Open-source True Random Number Generator (TRNG) combining a Lattice iCE40UP5K FPGA and a Raspberry Pi RP2040 microcontroller on a single USB stick. The FPGA generates entropy from 32 parallel ring oscillators; the RP2040 reads it over SPI, applies SP 800-90B health tests and SHA-256 conditioning, and exposes the conditioned output to the host through a binary USB Vendor protocol.
The board is part of the lut7.dev research initiative.
- Architecture
- Hardware
- Repository layout
- Building from source
- First-time flashing
- Host script
- USB protocol reference
- Status LEDs
- Entropy quality
- Roadmap / known limitations
- License
+----------------------------------------------------------------------+
| Host PC |
| `-- criptolite-ice.py (pyusb / libusb) |
+----------------------------------------------------------------------+
| USB Full-Speed
| Vendor class, bulk endpoints
+----------------------------------------------------------------------+
| RP2040 (criptolite_rp firmware) |
| +---------------------------------------------------------------+ |
| | TinyUSB Vendor --> protocol.c (binary command dispatcher) | |
| +---------------------------------------------------------------+ |
| | | | |
| v v v |
| flash_writer cmd_get_random ice40 reset |
| (re-flash FPGA (raw -> NIST -> / clock |
| bitstream) SHA-256 -> out) control |
| | | |
| v v |
| PIO SPI master --> FPGA SPI slave --> ring oscillators |
+----------------------------------------------------------------------+
|
| SCK / SO (shared with U6 flash)

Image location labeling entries
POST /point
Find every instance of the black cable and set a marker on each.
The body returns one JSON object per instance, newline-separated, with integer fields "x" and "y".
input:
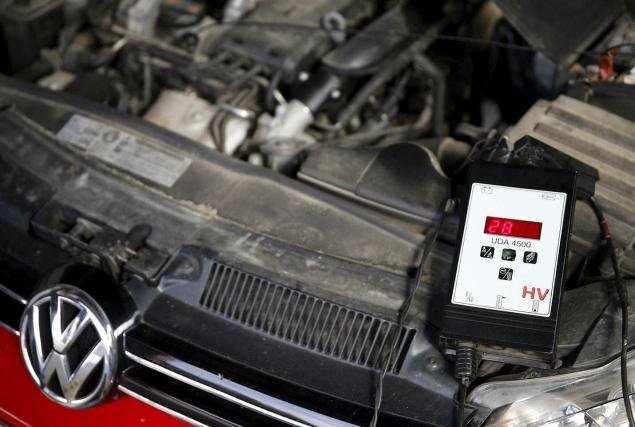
{"x": 460, "y": 405}
{"x": 382, "y": 34}
{"x": 403, "y": 313}
{"x": 623, "y": 296}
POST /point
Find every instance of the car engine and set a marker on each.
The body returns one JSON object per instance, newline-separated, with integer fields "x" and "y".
{"x": 316, "y": 149}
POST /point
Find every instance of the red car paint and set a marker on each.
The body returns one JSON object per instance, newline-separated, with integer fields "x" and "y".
{"x": 23, "y": 404}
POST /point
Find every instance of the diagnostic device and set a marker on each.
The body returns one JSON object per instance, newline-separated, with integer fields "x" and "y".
{"x": 509, "y": 265}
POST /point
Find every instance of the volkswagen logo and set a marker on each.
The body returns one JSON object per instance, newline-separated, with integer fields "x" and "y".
{"x": 68, "y": 346}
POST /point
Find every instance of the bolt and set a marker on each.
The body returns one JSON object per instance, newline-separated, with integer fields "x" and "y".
{"x": 433, "y": 363}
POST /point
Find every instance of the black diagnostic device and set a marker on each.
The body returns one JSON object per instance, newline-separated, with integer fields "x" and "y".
{"x": 509, "y": 264}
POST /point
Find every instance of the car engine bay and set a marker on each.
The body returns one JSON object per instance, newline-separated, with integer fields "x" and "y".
{"x": 322, "y": 147}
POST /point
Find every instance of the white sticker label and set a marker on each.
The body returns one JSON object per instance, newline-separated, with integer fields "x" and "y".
{"x": 509, "y": 252}
{"x": 123, "y": 150}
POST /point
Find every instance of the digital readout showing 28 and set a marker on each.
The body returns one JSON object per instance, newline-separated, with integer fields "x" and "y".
{"x": 513, "y": 227}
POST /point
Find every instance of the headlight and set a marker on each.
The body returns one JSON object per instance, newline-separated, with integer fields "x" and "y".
{"x": 591, "y": 397}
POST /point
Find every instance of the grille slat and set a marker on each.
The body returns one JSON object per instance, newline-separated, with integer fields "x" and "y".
{"x": 303, "y": 319}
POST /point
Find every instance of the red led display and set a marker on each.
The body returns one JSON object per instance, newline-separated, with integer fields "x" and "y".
{"x": 513, "y": 227}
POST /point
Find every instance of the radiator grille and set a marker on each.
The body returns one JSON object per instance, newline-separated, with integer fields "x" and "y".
{"x": 303, "y": 319}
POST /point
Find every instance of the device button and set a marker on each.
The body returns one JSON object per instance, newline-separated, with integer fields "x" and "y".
{"x": 508, "y": 254}
{"x": 505, "y": 273}
{"x": 487, "y": 252}
{"x": 530, "y": 257}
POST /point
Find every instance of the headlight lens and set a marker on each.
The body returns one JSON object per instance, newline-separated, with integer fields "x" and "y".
{"x": 591, "y": 397}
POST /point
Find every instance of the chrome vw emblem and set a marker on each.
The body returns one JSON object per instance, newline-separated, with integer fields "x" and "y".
{"x": 68, "y": 346}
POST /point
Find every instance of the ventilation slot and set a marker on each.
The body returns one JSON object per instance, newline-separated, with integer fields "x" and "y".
{"x": 303, "y": 319}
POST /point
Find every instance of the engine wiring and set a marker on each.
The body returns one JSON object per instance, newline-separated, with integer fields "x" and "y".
{"x": 405, "y": 309}
{"x": 623, "y": 298}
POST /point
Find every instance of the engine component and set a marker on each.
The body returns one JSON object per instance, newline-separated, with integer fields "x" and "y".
{"x": 236, "y": 9}
{"x": 28, "y": 27}
{"x": 604, "y": 141}
{"x": 286, "y": 46}
{"x": 388, "y": 179}
{"x": 190, "y": 116}
{"x": 283, "y": 135}
{"x": 142, "y": 17}
{"x": 509, "y": 264}
{"x": 561, "y": 40}
{"x": 355, "y": 57}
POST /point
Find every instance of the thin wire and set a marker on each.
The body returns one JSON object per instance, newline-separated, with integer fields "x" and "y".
{"x": 403, "y": 314}
{"x": 623, "y": 296}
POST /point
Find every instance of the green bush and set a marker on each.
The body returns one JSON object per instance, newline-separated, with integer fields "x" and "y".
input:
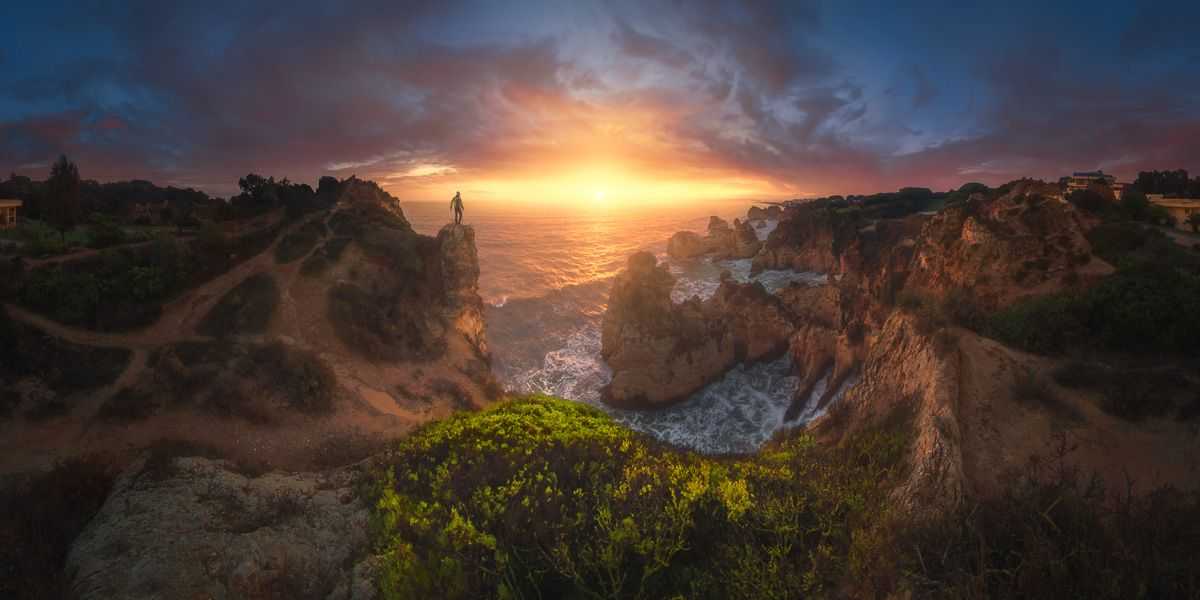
{"x": 1053, "y": 534}
{"x": 103, "y": 232}
{"x": 299, "y": 243}
{"x": 40, "y": 516}
{"x": 547, "y": 498}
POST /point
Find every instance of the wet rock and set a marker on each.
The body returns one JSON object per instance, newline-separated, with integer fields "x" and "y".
{"x": 660, "y": 353}
{"x": 1025, "y": 241}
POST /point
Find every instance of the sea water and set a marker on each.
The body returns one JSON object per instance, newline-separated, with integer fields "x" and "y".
{"x": 545, "y": 276}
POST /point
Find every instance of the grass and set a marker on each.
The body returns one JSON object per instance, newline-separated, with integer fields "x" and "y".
{"x": 61, "y": 366}
{"x": 1054, "y": 533}
{"x": 300, "y": 243}
{"x": 1135, "y": 394}
{"x": 306, "y": 383}
{"x": 547, "y": 498}
{"x": 327, "y": 256}
{"x": 40, "y": 516}
{"x": 246, "y": 309}
{"x": 378, "y": 327}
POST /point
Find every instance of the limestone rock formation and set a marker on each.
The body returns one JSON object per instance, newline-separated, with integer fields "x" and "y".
{"x": 688, "y": 245}
{"x": 661, "y": 352}
{"x": 1023, "y": 243}
{"x": 196, "y": 528}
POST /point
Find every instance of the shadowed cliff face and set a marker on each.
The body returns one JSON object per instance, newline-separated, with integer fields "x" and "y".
{"x": 1023, "y": 243}
{"x": 345, "y": 323}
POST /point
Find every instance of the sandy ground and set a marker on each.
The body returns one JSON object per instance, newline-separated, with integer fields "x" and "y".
{"x": 1001, "y": 435}
{"x": 369, "y": 413}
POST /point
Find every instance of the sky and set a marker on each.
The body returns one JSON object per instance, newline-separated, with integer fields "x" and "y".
{"x": 600, "y": 101}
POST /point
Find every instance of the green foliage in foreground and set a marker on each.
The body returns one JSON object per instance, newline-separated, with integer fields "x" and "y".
{"x": 547, "y": 498}
{"x": 1146, "y": 307}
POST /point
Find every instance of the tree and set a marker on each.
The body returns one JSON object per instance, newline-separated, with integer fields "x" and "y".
{"x": 1134, "y": 205}
{"x": 1194, "y": 221}
{"x": 63, "y": 196}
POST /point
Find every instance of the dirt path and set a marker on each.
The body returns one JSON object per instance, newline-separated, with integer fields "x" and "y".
{"x": 179, "y": 316}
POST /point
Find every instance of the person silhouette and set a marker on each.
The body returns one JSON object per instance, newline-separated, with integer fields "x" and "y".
{"x": 456, "y": 204}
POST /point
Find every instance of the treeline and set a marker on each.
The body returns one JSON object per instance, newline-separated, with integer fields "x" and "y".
{"x": 144, "y": 203}
{"x": 1174, "y": 184}
{"x": 901, "y": 203}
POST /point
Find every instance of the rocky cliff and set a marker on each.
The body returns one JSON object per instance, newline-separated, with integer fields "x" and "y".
{"x": 663, "y": 352}
{"x": 1025, "y": 241}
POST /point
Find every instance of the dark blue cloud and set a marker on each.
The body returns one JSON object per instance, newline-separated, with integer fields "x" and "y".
{"x": 815, "y": 96}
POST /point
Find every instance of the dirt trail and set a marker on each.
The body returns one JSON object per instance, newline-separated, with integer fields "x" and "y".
{"x": 381, "y": 401}
{"x": 179, "y": 316}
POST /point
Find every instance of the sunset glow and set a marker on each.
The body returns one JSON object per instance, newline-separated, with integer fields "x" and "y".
{"x": 646, "y": 102}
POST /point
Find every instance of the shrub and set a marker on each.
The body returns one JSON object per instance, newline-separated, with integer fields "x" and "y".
{"x": 63, "y": 366}
{"x": 103, "y": 232}
{"x": 299, "y": 376}
{"x": 40, "y": 516}
{"x": 1053, "y": 534}
{"x": 1043, "y": 324}
{"x": 545, "y": 498}
{"x": 375, "y": 328}
{"x": 295, "y": 245}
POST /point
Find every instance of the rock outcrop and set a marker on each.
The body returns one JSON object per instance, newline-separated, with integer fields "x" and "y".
{"x": 688, "y": 245}
{"x": 661, "y": 352}
{"x": 1023, "y": 243}
{"x": 196, "y": 528}
{"x": 723, "y": 240}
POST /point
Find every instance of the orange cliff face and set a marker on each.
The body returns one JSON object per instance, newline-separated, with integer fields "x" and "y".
{"x": 347, "y": 328}
{"x": 961, "y": 393}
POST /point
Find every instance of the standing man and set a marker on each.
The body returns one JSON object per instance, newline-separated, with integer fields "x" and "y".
{"x": 456, "y": 204}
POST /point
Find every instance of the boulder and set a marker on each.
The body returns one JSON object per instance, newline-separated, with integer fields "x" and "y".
{"x": 197, "y": 528}
{"x": 660, "y": 353}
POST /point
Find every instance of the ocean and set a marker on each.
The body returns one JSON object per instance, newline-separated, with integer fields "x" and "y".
{"x": 545, "y": 276}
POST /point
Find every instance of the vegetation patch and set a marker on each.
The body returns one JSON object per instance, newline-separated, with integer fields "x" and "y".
{"x": 547, "y": 498}
{"x": 124, "y": 288}
{"x": 40, "y": 516}
{"x": 1137, "y": 393}
{"x": 246, "y": 309}
{"x": 306, "y": 383}
{"x": 243, "y": 381}
{"x": 1144, "y": 307}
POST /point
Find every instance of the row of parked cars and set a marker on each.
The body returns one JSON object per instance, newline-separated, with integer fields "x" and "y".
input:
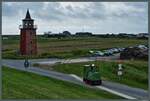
{"x": 112, "y": 51}
{"x": 107, "y": 52}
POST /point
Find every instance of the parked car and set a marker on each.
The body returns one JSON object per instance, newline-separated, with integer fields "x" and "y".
{"x": 99, "y": 53}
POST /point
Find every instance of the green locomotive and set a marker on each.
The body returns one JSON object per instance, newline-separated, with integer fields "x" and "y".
{"x": 91, "y": 75}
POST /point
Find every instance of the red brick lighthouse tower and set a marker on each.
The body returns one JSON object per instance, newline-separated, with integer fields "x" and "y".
{"x": 28, "y": 41}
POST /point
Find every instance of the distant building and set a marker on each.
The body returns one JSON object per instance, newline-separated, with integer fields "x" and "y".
{"x": 126, "y": 35}
{"x": 83, "y": 34}
{"x": 28, "y": 41}
{"x": 143, "y": 35}
{"x": 66, "y": 33}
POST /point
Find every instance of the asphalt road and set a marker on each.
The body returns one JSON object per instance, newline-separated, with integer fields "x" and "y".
{"x": 19, "y": 64}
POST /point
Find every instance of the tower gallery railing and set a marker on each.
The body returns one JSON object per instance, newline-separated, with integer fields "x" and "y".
{"x": 21, "y": 26}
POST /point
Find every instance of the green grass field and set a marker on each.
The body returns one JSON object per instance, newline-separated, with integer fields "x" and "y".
{"x": 67, "y": 47}
{"x": 23, "y": 85}
{"x": 135, "y": 72}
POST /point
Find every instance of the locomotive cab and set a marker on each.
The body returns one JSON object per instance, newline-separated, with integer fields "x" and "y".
{"x": 91, "y": 75}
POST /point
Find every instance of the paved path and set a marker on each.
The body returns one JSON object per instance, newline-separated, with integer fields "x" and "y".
{"x": 123, "y": 89}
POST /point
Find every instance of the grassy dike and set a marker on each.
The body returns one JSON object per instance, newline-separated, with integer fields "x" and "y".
{"x": 135, "y": 72}
{"x": 72, "y": 47}
{"x": 23, "y": 85}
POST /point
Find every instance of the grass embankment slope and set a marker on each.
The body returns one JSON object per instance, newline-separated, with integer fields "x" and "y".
{"x": 68, "y": 47}
{"x": 23, "y": 85}
{"x": 135, "y": 73}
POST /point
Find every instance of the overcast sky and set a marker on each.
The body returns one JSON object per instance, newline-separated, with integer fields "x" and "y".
{"x": 95, "y": 17}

## Task set
(A) According to the TRNG stick description, how many parallel ring oscillators does the FPGA use to generate entropy?
(B) Return the part of the TRNG stick description that opens with the words containing "Open-source True Random" and closes with "USB Vendor protocol.".

## Answers to the exercises
(A) 32

(B)
Open-source True Random Number Generator (TRNG) combining a Lattice iCE40UP5K FPGA and a Raspberry Pi RP2040 microcontroller on a single USB stick. The FPGA generates entropy from 32 parallel ring oscillators; the RP2040 reads it over SPI, applies SP 800-90B health tests and SHA-256 conditioning, and exposes the conditioned output to the host through a binary USB Vendor protocol.